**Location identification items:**
◆ ◆ ◆

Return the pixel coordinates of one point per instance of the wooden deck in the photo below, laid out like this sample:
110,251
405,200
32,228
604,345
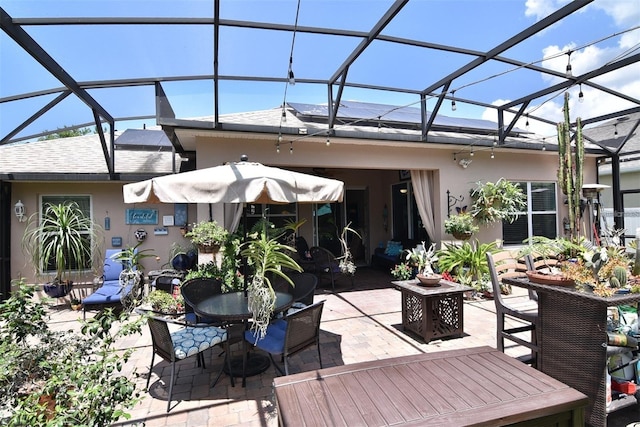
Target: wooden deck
470,387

◆ ◆ ◆

Rename "wooden deck" to "timber deck" throughout the items and reproduce them with every other word unchanged. Omit the pictures from your answer.

Return the pixel coordinates of one point per instance of the timber deck in the photo below, laid out like this sample:
110,251
405,200
32,228
604,345
Target: timber deck
470,387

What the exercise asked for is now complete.